-- start INPUT ROWS --
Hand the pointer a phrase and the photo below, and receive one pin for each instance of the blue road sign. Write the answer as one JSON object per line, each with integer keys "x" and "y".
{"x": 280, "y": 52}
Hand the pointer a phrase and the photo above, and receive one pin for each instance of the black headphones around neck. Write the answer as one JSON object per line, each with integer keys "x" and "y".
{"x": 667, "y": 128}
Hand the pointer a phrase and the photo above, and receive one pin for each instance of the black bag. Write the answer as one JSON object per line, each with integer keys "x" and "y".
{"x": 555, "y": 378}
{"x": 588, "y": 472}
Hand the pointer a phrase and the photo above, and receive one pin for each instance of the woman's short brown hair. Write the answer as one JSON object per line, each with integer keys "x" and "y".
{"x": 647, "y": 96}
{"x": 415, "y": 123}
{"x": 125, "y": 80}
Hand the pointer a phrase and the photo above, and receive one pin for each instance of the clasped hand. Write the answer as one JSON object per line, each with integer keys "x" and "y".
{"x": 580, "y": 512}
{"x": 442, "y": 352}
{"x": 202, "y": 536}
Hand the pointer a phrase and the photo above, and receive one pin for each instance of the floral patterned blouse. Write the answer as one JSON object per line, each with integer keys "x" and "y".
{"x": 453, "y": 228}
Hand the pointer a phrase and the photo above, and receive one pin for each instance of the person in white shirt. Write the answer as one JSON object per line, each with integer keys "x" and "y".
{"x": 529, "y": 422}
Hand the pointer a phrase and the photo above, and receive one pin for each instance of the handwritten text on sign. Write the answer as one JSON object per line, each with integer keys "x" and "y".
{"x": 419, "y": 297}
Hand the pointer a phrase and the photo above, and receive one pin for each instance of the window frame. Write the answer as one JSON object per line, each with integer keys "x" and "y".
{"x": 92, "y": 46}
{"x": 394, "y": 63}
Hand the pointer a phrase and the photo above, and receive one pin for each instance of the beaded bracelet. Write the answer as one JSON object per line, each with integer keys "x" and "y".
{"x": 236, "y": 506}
-- end INPUT ROWS --
The line containing "of the person" and every line after it, through the end of the records, should be repeated exactly and alone.

Hand the pointer a phrase and the photo above, and receive one pin for each instance of the person in white shirt. Write the answer as one JSON object per line, each with integer keys "x" and "y".
{"x": 529, "y": 422}
Hand the pointer a phrase and the photo above, and receive one pin for each instance of the handwritten text on sign. Write the answer as one JSON object per line, each with integer keys "x" and "y".
{"x": 419, "y": 297}
Hand the pointer a phrase and the photo above, and receive one pin for each instance of the window frame. Write the answer as one JSON object per line, each with integer keys "x" and "y".
{"x": 92, "y": 46}
{"x": 394, "y": 63}
Hand the pointer a phrase and the photo above, and receive one pin for each instance of the beaded bracelet. Write the answer as one JSON object per line, each with integer keys "x" and "y".
{"x": 236, "y": 506}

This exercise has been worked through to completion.